### Task instructions
Read the data below. Every line holding the string "front" must be copied.

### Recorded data
──────────────────────────────

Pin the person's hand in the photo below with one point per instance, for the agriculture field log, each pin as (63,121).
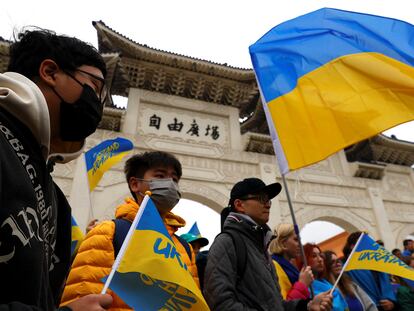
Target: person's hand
(92,224)
(387,304)
(321,302)
(92,302)
(306,276)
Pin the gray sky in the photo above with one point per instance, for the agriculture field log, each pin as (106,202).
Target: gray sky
(215,30)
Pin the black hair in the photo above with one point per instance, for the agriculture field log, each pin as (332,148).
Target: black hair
(32,47)
(395,251)
(406,242)
(137,165)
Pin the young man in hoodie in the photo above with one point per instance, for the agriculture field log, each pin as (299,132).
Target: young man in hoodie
(254,286)
(158,172)
(51,99)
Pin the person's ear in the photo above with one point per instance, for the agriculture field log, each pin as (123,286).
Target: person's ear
(47,72)
(238,206)
(283,244)
(134,184)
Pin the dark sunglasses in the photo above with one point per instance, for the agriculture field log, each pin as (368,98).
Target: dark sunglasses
(262,198)
(102,93)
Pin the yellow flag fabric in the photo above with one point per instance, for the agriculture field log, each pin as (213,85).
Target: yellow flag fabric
(151,274)
(102,157)
(369,255)
(329,79)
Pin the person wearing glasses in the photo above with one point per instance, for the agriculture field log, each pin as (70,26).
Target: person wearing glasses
(256,286)
(51,99)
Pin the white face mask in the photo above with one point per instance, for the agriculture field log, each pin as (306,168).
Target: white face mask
(165,193)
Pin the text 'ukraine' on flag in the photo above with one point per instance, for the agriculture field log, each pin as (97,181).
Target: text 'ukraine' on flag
(100,158)
(369,255)
(151,274)
(77,237)
(331,78)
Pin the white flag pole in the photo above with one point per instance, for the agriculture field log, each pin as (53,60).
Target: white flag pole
(80,198)
(126,241)
(346,263)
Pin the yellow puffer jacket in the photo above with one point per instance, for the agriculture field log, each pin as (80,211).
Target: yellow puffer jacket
(96,255)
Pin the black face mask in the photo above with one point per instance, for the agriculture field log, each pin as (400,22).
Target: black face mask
(81,118)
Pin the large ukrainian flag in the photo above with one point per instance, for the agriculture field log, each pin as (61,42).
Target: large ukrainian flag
(332,78)
(100,158)
(151,274)
(369,255)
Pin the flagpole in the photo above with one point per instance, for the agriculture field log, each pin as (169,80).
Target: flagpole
(126,241)
(296,228)
(346,263)
(89,189)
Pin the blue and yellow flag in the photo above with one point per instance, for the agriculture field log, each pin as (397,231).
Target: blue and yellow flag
(194,230)
(369,255)
(151,274)
(331,78)
(77,237)
(100,158)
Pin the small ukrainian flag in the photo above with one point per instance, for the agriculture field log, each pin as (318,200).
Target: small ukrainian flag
(102,157)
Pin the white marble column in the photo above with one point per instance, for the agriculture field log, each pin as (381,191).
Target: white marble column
(129,125)
(381,217)
(268,175)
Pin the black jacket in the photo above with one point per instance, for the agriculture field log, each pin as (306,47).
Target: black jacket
(258,288)
(35,223)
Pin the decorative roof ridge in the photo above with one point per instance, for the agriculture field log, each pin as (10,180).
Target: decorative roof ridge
(2,40)
(393,142)
(100,23)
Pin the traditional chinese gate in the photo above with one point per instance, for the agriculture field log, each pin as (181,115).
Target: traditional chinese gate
(193,109)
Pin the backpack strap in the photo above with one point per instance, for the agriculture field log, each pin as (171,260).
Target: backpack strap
(186,246)
(121,230)
(241,251)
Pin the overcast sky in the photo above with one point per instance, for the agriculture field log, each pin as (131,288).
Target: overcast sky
(215,30)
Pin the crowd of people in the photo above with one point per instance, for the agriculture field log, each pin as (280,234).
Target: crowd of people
(51,100)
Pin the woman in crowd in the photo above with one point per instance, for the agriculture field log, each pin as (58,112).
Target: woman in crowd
(284,248)
(405,290)
(355,296)
(320,284)
(376,284)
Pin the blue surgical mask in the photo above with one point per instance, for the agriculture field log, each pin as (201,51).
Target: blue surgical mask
(165,193)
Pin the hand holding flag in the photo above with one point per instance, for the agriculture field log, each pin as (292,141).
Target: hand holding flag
(369,255)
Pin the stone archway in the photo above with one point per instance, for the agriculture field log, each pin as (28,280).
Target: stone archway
(203,194)
(403,233)
(341,217)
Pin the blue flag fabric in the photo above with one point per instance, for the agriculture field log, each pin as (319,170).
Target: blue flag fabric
(151,274)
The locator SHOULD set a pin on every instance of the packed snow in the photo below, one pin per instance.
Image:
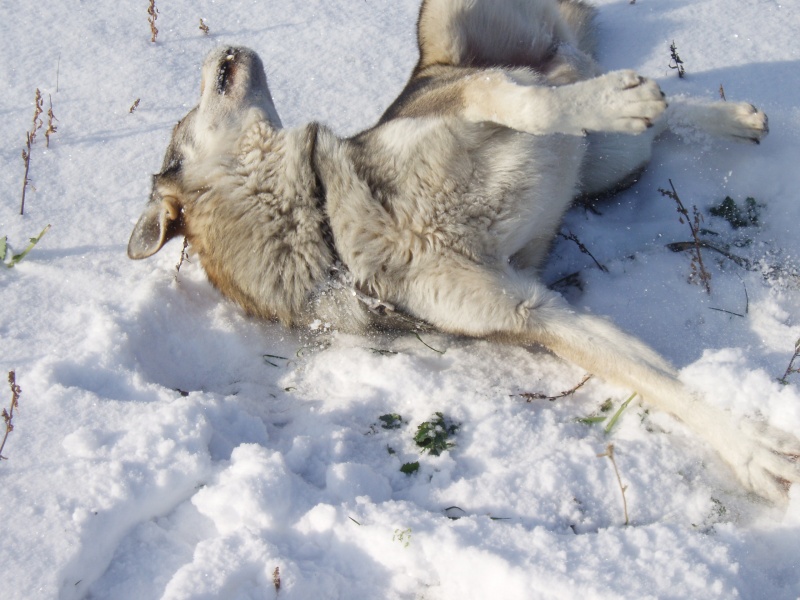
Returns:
(167, 446)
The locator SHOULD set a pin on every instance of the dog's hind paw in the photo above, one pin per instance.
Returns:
(620, 102)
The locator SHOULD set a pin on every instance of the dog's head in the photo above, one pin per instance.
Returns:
(233, 85)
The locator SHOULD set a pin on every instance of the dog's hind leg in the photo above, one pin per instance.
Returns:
(466, 298)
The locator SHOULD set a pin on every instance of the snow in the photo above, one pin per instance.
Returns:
(158, 453)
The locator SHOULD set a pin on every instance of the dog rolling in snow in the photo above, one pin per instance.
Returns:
(445, 209)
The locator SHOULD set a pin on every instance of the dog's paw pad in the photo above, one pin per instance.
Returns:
(747, 123)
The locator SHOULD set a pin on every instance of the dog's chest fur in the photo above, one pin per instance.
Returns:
(263, 215)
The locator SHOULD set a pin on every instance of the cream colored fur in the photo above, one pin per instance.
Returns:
(444, 210)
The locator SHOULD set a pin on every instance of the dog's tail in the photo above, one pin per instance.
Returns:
(502, 33)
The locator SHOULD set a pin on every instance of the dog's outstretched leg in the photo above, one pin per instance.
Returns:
(619, 102)
(473, 300)
(738, 121)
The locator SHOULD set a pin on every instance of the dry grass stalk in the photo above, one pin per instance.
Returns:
(609, 453)
(184, 257)
(699, 273)
(30, 136)
(51, 118)
(276, 579)
(584, 250)
(675, 61)
(152, 12)
(791, 368)
(8, 415)
(530, 396)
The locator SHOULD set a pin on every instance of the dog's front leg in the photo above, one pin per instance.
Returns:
(462, 297)
(619, 102)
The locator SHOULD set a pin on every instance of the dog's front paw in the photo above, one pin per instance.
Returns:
(765, 460)
(623, 102)
(744, 122)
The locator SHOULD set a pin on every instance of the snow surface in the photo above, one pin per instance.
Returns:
(157, 454)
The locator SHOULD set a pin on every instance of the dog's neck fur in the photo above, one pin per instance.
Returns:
(271, 203)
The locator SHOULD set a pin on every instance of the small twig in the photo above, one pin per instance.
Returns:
(184, 257)
(684, 246)
(8, 415)
(699, 272)
(51, 128)
(276, 579)
(30, 136)
(791, 368)
(574, 238)
(428, 345)
(609, 453)
(530, 396)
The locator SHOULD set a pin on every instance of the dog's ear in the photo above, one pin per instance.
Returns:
(159, 223)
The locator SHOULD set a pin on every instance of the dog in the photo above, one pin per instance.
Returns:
(442, 213)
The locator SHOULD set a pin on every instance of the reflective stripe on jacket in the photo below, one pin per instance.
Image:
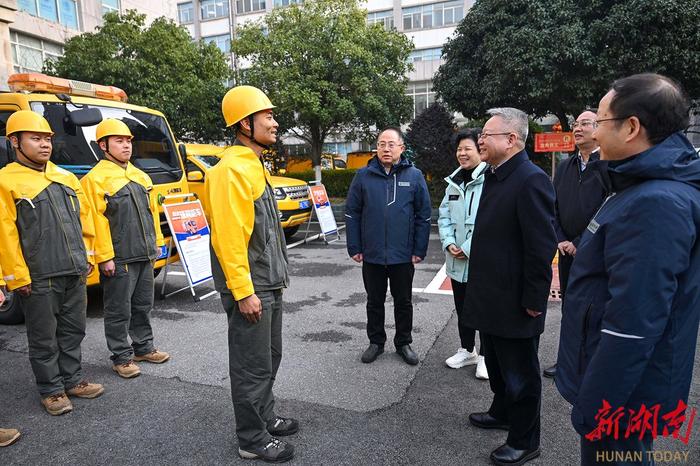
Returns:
(127, 220)
(250, 253)
(457, 218)
(44, 232)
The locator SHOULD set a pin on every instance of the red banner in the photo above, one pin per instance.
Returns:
(554, 142)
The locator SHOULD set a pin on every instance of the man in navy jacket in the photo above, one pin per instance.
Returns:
(630, 325)
(581, 185)
(387, 214)
(510, 274)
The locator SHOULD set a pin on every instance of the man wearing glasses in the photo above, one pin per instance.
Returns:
(629, 333)
(387, 214)
(510, 275)
(581, 184)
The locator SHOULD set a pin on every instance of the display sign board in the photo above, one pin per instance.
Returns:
(190, 231)
(554, 142)
(322, 207)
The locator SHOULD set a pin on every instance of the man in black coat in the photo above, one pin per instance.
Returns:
(581, 184)
(510, 276)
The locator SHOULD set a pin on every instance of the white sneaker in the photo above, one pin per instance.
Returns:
(462, 358)
(481, 372)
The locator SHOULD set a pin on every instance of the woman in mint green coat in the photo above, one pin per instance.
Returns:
(456, 223)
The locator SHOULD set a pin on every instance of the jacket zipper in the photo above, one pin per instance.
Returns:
(584, 333)
(143, 228)
(63, 229)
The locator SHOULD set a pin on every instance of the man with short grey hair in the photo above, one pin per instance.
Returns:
(509, 280)
(514, 119)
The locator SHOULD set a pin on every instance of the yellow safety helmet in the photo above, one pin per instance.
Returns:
(242, 101)
(112, 127)
(27, 120)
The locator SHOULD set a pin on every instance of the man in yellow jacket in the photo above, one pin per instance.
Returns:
(127, 243)
(46, 247)
(249, 265)
(7, 436)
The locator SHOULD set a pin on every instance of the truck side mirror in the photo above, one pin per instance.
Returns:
(183, 153)
(195, 176)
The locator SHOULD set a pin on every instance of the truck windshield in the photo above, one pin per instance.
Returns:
(208, 160)
(75, 149)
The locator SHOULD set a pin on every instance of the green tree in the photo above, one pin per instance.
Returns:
(560, 56)
(327, 71)
(158, 66)
(430, 138)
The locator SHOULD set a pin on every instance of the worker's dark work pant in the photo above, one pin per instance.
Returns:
(128, 300)
(254, 355)
(400, 278)
(55, 318)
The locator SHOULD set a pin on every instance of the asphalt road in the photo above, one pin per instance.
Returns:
(351, 413)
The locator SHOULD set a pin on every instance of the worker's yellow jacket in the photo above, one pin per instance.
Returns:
(250, 253)
(127, 220)
(46, 228)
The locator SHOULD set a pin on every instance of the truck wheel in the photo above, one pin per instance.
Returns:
(11, 310)
(289, 232)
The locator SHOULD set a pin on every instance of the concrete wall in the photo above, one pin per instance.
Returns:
(8, 10)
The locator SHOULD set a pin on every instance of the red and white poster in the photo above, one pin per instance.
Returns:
(322, 206)
(190, 231)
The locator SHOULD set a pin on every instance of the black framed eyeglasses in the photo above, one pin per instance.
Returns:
(597, 122)
(486, 135)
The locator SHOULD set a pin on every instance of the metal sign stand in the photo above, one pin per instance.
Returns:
(189, 286)
(313, 213)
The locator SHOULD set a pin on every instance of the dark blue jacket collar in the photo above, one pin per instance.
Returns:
(375, 166)
(510, 165)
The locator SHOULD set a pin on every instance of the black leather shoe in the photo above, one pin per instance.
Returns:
(371, 353)
(280, 426)
(505, 455)
(486, 421)
(274, 451)
(407, 354)
(550, 371)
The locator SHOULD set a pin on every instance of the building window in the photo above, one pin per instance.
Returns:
(185, 12)
(110, 5)
(223, 42)
(287, 2)
(29, 6)
(297, 149)
(246, 6)
(57, 11)
(422, 94)
(68, 13)
(30, 53)
(425, 54)
(385, 18)
(433, 16)
(213, 8)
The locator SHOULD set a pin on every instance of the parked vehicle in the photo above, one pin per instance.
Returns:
(73, 109)
(292, 195)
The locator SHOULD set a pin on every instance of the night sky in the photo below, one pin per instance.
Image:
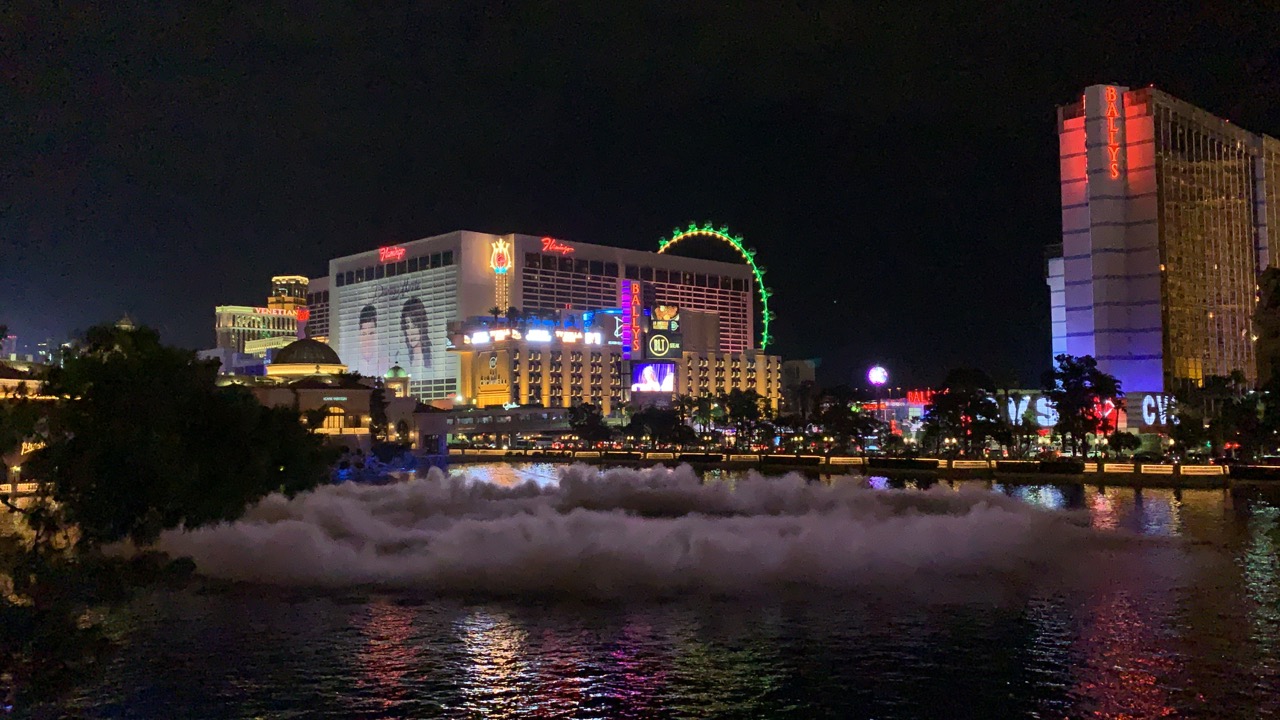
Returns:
(895, 168)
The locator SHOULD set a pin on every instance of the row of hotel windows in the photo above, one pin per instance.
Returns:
(632, 272)
(392, 269)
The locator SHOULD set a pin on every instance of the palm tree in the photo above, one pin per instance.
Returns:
(685, 406)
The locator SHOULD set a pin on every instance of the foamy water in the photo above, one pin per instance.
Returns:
(635, 533)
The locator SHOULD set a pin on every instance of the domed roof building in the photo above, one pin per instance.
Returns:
(305, 356)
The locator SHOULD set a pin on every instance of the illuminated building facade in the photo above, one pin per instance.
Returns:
(288, 292)
(393, 305)
(1165, 227)
(318, 309)
(717, 373)
(234, 326)
(576, 359)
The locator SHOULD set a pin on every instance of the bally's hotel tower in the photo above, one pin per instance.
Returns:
(1169, 214)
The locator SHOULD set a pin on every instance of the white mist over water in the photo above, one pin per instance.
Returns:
(639, 533)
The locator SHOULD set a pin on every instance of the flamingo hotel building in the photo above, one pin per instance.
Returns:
(419, 306)
(1169, 215)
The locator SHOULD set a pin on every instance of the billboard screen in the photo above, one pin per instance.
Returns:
(653, 377)
(401, 320)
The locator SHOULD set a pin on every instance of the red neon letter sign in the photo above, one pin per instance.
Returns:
(1112, 132)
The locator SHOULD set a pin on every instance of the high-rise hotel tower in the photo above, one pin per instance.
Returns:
(1169, 214)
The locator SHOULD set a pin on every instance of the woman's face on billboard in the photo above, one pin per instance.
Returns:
(414, 328)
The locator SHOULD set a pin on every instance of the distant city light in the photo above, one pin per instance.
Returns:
(877, 376)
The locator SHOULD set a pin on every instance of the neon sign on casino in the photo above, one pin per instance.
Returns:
(552, 245)
(499, 260)
(1112, 112)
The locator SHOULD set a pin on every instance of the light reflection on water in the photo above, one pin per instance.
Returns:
(1188, 628)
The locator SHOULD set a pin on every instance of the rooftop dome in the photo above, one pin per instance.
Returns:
(306, 352)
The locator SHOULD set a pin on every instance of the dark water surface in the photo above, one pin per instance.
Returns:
(1198, 637)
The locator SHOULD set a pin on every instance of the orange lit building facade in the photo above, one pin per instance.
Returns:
(1169, 214)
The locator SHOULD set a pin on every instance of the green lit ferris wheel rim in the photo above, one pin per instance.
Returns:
(745, 253)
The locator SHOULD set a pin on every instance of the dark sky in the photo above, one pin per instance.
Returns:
(894, 163)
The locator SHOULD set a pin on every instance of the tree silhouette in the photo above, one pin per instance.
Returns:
(1080, 393)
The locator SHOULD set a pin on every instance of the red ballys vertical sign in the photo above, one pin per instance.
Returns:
(632, 308)
(1112, 117)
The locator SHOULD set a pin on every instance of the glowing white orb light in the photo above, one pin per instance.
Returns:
(877, 376)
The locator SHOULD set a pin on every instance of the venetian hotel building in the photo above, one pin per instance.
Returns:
(1169, 214)
(393, 305)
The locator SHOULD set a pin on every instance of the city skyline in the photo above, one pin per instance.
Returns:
(885, 190)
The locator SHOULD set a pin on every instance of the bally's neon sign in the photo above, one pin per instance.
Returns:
(552, 245)
(499, 260)
(1112, 113)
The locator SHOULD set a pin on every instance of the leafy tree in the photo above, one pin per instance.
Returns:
(661, 424)
(140, 441)
(144, 440)
(851, 428)
(1078, 390)
(1123, 442)
(588, 423)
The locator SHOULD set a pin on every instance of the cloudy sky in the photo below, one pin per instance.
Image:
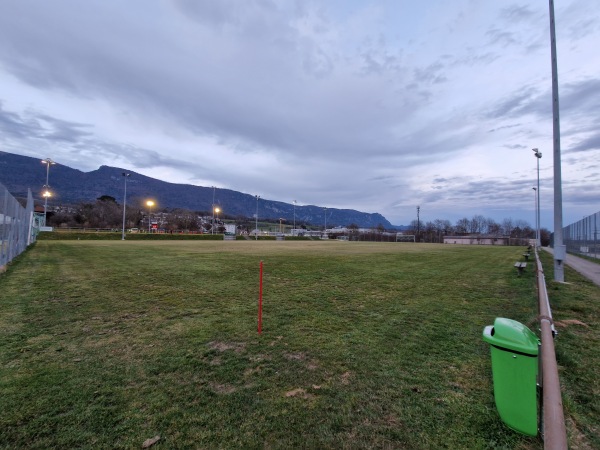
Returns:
(376, 105)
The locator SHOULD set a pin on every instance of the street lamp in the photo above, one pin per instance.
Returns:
(150, 204)
(212, 229)
(47, 193)
(216, 210)
(538, 156)
(535, 214)
(294, 230)
(256, 218)
(125, 176)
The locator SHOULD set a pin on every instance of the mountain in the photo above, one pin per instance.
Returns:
(71, 186)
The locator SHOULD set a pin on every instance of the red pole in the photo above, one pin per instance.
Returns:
(260, 302)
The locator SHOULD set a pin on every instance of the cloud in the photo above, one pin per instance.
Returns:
(370, 105)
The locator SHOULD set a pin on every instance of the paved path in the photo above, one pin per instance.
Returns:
(588, 269)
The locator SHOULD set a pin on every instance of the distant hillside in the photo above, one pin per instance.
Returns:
(72, 186)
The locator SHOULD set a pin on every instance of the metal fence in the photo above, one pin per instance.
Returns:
(582, 236)
(18, 226)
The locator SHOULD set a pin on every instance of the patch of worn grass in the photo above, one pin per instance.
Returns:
(107, 344)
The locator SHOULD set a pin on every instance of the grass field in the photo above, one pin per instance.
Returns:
(365, 345)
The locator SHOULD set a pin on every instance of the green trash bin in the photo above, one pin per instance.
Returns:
(514, 369)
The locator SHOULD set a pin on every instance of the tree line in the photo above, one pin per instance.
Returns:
(106, 213)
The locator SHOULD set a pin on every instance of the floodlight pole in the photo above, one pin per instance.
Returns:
(538, 156)
(560, 252)
(125, 176)
(294, 217)
(256, 218)
(212, 228)
(48, 163)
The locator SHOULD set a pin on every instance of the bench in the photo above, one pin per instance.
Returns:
(520, 266)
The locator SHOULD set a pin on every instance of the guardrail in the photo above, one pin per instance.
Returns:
(553, 420)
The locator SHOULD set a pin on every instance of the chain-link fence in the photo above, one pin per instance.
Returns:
(18, 227)
(582, 236)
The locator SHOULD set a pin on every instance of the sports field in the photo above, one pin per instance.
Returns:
(105, 344)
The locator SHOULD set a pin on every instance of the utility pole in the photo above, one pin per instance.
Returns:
(418, 222)
(560, 252)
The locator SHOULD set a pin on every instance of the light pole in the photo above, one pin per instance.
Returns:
(212, 229)
(47, 193)
(294, 230)
(535, 214)
(538, 156)
(256, 218)
(216, 211)
(150, 204)
(125, 176)
(418, 223)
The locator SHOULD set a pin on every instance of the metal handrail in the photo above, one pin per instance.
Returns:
(553, 422)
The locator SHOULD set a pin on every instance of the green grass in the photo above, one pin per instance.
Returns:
(106, 344)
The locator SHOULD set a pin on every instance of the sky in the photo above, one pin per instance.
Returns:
(379, 106)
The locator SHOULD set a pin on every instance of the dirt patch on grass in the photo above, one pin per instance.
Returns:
(300, 356)
(567, 322)
(346, 378)
(237, 347)
(223, 388)
(300, 393)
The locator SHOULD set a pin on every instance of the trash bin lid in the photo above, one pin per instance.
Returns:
(511, 335)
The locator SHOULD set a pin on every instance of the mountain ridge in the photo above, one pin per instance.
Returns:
(72, 186)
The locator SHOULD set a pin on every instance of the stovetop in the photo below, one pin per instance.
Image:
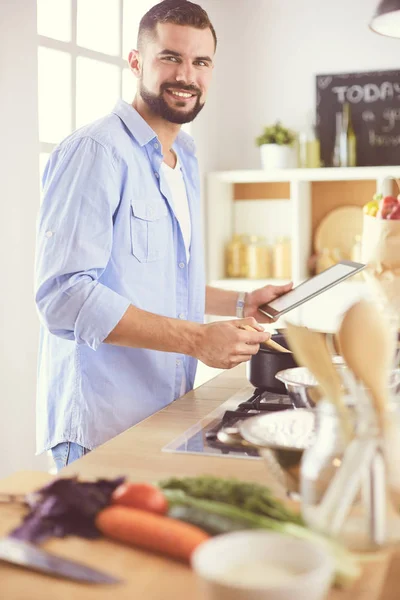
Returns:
(202, 438)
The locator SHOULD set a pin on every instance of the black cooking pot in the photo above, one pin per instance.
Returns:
(263, 366)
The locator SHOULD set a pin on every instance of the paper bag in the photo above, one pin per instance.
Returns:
(380, 250)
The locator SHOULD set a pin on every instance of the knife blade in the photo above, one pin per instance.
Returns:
(24, 554)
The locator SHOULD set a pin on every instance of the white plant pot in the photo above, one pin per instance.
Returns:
(274, 156)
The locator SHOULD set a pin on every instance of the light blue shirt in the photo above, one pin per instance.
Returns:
(107, 238)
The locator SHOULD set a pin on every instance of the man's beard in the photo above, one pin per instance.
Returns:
(159, 106)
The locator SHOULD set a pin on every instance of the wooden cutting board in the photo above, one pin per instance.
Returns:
(174, 581)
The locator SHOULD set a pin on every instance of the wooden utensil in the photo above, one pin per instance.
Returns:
(366, 345)
(270, 343)
(310, 350)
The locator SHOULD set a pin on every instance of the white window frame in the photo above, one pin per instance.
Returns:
(75, 51)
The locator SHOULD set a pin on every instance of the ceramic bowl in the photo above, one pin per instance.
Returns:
(241, 566)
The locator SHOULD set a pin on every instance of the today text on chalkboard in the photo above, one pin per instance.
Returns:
(374, 99)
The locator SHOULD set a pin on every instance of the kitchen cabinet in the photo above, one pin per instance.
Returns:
(310, 195)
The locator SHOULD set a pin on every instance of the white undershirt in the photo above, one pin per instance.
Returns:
(177, 188)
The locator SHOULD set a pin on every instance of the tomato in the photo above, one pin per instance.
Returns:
(141, 495)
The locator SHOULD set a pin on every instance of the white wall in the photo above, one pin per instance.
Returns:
(19, 193)
(268, 55)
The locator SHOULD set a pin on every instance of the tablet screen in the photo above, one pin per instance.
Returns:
(312, 286)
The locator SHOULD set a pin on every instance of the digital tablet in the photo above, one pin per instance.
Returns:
(311, 288)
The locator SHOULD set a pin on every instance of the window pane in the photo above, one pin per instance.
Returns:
(97, 89)
(54, 19)
(54, 83)
(98, 26)
(129, 84)
(133, 12)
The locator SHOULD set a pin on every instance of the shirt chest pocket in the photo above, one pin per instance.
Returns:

──────────────────────────────

### Response to the exercise
The locator SHOULD set a pin on every instance of the dog's front leg in the photo above, one pin per instance.
The locator SHOULD set a pin on every instance of the dog's front paw in the photo above, one pin per instance.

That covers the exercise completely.